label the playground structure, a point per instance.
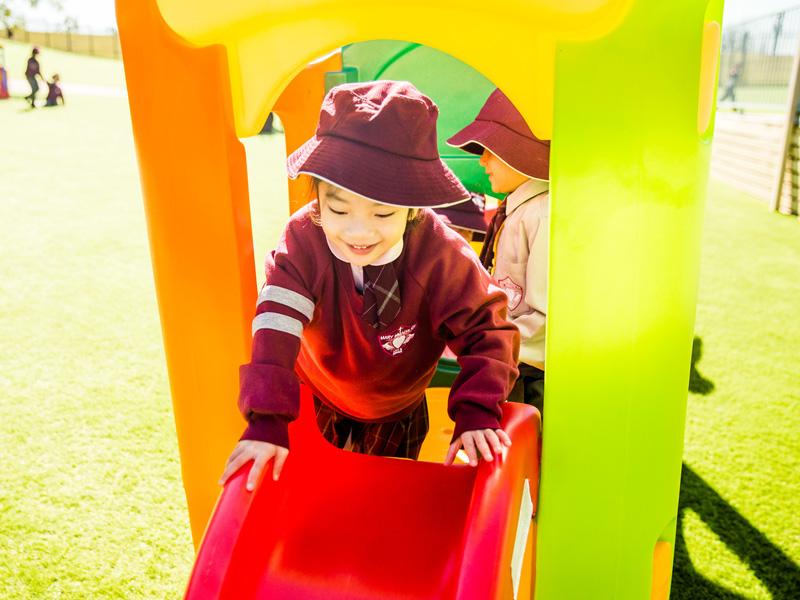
(630, 113)
(3, 74)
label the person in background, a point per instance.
(31, 73)
(515, 250)
(54, 92)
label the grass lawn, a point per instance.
(91, 503)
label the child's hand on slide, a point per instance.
(489, 442)
(260, 453)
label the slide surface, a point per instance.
(341, 525)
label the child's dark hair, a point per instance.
(414, 214)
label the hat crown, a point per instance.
(499, 109)
(392, 116)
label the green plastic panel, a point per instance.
(457, 89)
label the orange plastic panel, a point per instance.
(662, 571)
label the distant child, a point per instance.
(31, 73)
(54, 92)
(516, 245)
(367, 287)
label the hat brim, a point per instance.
(530, 157)
(376, 174)
(462, 220)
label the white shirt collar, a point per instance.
(358, 272)
(529, 189)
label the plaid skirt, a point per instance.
(401, 439)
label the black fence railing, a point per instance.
(756, 62)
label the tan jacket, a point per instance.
(521, 265)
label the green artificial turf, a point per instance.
(91, 503)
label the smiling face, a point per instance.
(362, 230)
(503, 178)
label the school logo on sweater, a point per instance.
(394, 343)
(512, 290)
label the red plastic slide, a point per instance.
(339, 525)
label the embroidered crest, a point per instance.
(394, 343)
(512, 290)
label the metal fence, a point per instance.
(756, 62)
(106, 46)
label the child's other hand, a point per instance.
(260, 453)
(489, 442)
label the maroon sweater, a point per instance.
(308, 324)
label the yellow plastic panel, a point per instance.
(628, 172)
(708, 75)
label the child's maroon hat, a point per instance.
(378, 140)
(501, 129)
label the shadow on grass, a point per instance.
(697, 383)
(776, 571)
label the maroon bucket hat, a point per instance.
(378, 140)
(500, 128)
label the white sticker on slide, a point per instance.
(523, 531)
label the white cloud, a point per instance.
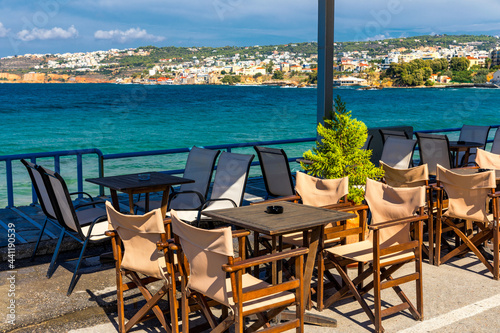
(125, 36)
(44, 34)
(3, 31)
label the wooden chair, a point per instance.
(413, 177)
(468, 197)
(398, 152)
(135, 241)
(199, 167)
(206, 256)
(330, 194)
(72, 222)
(395, 213)
(275, 171)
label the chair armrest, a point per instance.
(392, 223)
(111, 233)
(240, 233)
(494, 195)
(163, 245)
(338, 206)
(244, 264)
(85, 193)
(352, 208)
(205, 204)
(176, 194)
(287, 198)
(93, 203)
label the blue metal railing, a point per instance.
(56, 155)
(79, 153)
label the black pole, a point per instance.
(326, 12)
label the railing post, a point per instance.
(34, 198)
(101, 173)
(57, 164)
(10, 187)
(79, 173)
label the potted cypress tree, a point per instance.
(339, 152)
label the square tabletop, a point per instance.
(131, 182)
(295, 217)
(471, 171)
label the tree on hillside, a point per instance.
(487, 62)
(413, 73)
(459, 64)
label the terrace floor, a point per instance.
(460, 296)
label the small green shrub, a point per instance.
(339, 153)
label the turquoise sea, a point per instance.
(128, 118)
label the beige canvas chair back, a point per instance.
(206, 252)
(412, 177)
(495, 146)
(397, 152)
(487, 160)
(320, 192)
(388, 203)
(467, 194)
(139, 234)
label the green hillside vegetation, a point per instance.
(482, 42)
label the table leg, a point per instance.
(131, 203)
(114, 200)
(311, 258)
(164, 201)
(256, 245)
(466, 156)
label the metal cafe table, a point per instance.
(132, 184)
(295, 218)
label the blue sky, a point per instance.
(57, 26)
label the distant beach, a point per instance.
(126, 118)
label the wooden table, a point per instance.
(471, 171)
(295, 217)
(457, 146)
(131, 184)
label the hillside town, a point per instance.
(278, 66)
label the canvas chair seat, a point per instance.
(205, 259)
(137, 242)
(468, 199)
(251, 283)
(363, 252)
(393, 212)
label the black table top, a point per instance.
(295, 217)
(131, 181)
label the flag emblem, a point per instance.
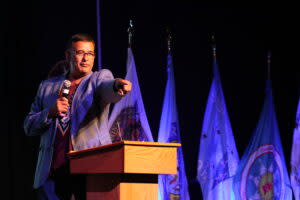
(127, 125)
(263, 175)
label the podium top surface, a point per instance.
(123, 143)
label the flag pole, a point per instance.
(130, 31)
(214, 48)
(98, 35)
(269, 64)
(169, 41)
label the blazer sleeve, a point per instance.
(37, 121)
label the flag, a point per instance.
(295, 157)
(128, 120)
(98, 35)
(218, 157)
(173, 186)
(262, 172)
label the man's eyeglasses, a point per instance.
(82, 53)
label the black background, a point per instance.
(34, 34)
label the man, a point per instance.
(73, 123)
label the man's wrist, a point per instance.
(115, 86)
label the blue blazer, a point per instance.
(90, 108)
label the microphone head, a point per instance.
(67, 84)
(65, 88)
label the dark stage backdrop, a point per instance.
(35, 34)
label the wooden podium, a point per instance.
(126, 170)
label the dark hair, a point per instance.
(80, 37)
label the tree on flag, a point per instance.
(218, 157)
(295, 157)
(262, 172)
(128, 120)
(172, 186)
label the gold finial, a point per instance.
(130, 31)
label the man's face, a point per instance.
(82, 56)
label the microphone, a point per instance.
(64, 92)
(65, 88)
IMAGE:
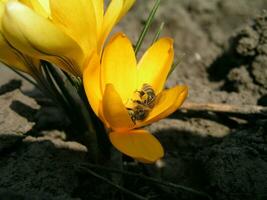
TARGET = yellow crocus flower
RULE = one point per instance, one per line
(111, 85)
(11, 56)
(64, 32)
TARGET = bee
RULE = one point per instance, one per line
(147, 96)
(139, 112)
(144, 104)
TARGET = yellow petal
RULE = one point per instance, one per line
(99, 13)
(42, 7)
(114, 111)
(38, 37)
(119, 66)
(167, 102)
(155, 64)
(77, 18)
(138, 144)
(91, 82)
(110, 19)
(9, 57)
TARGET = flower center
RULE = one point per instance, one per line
(142, 103)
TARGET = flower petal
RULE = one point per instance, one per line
(167, 102)
(99, 14)
(91, 82)
(42, 7)
(110, 19)
(10, 58)
(114, 111)
(119, 66)
(155, 64)
(77, 18)
(139, 144)
(9, 55)
(38, 37)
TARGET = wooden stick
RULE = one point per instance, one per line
(226, 108)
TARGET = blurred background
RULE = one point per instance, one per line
(221, 153)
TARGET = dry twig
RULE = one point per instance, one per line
(226, 108)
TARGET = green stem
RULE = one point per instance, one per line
(146, 27)
(156, 37)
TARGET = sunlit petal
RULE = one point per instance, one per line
(42, 7)
(138, 144)
(91, 82)
(114, 111)
(110, 19)
(119, 66)
(99, 13)
(167, 102)
(155, 64)
(37, 36)
(77, 18)
(9, 57)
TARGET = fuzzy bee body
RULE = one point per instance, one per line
(147, 96)
(144, 104)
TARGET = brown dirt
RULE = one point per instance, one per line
(225, 43)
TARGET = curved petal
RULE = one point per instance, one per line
(99, 14)
(114, 111)
(110, 19)
(139, 144)
(155, 64)
(42, 7)
(77, 18)
(119, 66)
(91, 82)
(38, 37)
(9, 57)
(167, 102)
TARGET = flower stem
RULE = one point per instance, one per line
(146, 27)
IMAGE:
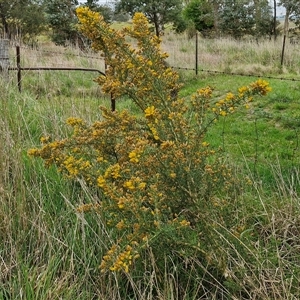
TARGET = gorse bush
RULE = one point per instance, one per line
(157, 177)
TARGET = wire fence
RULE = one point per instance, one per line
(74, 59)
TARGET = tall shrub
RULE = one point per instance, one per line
(156, 174)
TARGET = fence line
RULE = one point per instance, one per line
(238, 74)
(19, 69)
(196, 68)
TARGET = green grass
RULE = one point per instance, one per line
(50, 251)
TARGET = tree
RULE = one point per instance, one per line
(105, 10)
(62, 20)
(264, 23)
(22, 19)
(237, 18)
(201, 13)
(158, 12)
(292, 8)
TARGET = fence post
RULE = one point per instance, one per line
(196, 54)
(19, 78)
(4, 57)
(282, 51)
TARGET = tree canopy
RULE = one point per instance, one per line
(158, 12)
(22, 19)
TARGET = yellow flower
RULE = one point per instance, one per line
(184, 223)
(134, 156)
(129, 185)
(149, 111)
(101, 181)
(173, 175)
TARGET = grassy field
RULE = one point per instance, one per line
(48, 250)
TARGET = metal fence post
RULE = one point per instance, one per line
(4, 57)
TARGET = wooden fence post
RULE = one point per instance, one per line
(4, 57)
(19, 78)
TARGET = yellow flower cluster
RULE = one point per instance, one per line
(152, 168)
(118, 262)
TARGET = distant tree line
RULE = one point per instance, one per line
(24, 20)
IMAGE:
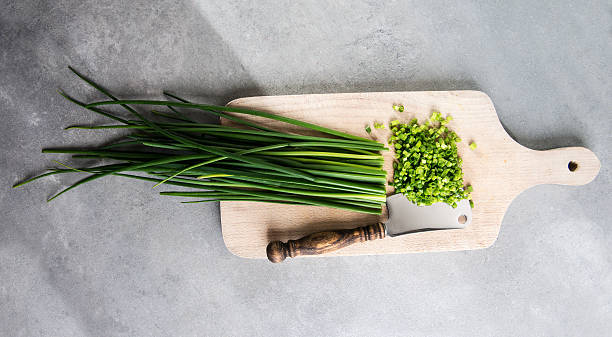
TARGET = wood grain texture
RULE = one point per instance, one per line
(499, 169)
(324, 242)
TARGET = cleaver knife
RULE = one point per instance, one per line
(405, 217)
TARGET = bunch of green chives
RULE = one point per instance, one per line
(222, 163)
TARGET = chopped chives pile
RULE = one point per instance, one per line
(427, 168)
(223, 163)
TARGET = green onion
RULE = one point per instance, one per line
(427, 168)
(378, 125)
(223, 163)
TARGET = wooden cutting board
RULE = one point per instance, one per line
(499, 169)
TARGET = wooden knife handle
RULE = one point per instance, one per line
(323, 242)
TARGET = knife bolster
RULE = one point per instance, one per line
(323, 242)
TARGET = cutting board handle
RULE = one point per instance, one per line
(565, 166)
(323, 242)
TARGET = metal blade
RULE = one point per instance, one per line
(406, 217)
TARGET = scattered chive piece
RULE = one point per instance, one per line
(427, 168)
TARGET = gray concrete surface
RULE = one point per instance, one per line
(116, 259)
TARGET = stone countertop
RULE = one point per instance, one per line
(113, 258)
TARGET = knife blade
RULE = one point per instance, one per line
(405, 217)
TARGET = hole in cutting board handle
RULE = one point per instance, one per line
(572, 166)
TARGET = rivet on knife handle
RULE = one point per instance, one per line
(323, 242)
· · · · ·
**Task prompt**
Where the line containing "TARGET = green grass" appears above, start there and set down each line exactly through the last line of the data; leave out every picture.

**Solution for this problem**
TARGET = green grass
RULE = one point per instance, one per line
(50, 251)
TARGET = tree
RULE = one point per instance, one per line
(105, 10)
(62, 20)
(264, 23)
(22, 19)
(237, 18)
(201, 13)
(158, 12)
(292, 8)
TARGET = fence post
RULE = one point per instance, one per line
(196, 54)
(19, 78)
(4, 57)
(282, 51)
TARGET = tree canopy
RULE = one point per instance, one per line
(158, 12)
(22, 19)
TARGET = yellow flower
RULE = one point per instance, one per line
(184, 223)
(134, 156)
(129, 185)
(149, 111)
(101, 181)
(173, 175)
TARGET = grassy field
RULE = one point per instance, one per line
(48, 250)
TARGET = metal fence post
RULE = one point per instance, one per line
(4, 57)
TARGET = wooden fence post
RULE = one point per instance, one per line
(4, 57)
(19, 78)
TARGET = yellow flower cluster
RULE = one point per instance, one per line
(152, 168)
(118, 262)
TARGET = distant tree line
RULE = one point per instance, one per line
(24, 20)
IMAGE:
TARGET = wood grain texture
RULE = one point per instance, one per line
(499, 169)
(324, 242)
TARGET = cleaver knife
RULE = one point per instance, one per line
(405, 217)
TARGET = bunch of green chives
RULE = one point per instance, one per line
(222, 163)
TARGET = chopped chives pile
RULE = one point per instance, one per line
(427, 168)
(223, 163)
TARGET = green onion
RULE = one point per instance, one per line
(427, 168)
(378, 125)
(223, 163)
TARGET = wooden cutting board
RULE = one point per instance, one per line
(499, 169)
TARGET = wooden knife handle
RULE = one point per instance, one per line
(323, 242)
TARGET = knife bolster
RULE = one point per instance, one per line
(323, 242)
TARGET = cutting board handle
RULE = one point per instance, one per line
(565, 166)
(323, 242)
TARGET = metal blade
RULE = one point per instance, one per line
(406, 217)
TARGET = scattered chive piece
RULE = one point per instance, one per line
(427, 168)
TARGET = gray concrete surface
RULE = one point per instance, one per line
(116, 259)
TARGET = stone countertop
RULE = one point per instance, one per line
(113, 258)
TARGET = knife blade
RULE = one point per instance, one per line
(405, 217)
TARGET = hole in cutting board handle
RULE = one point per instance, one per line
(572, 166)
TARGET = rivet on knife handle
RULE = one point per instance, one per line
(323, 242)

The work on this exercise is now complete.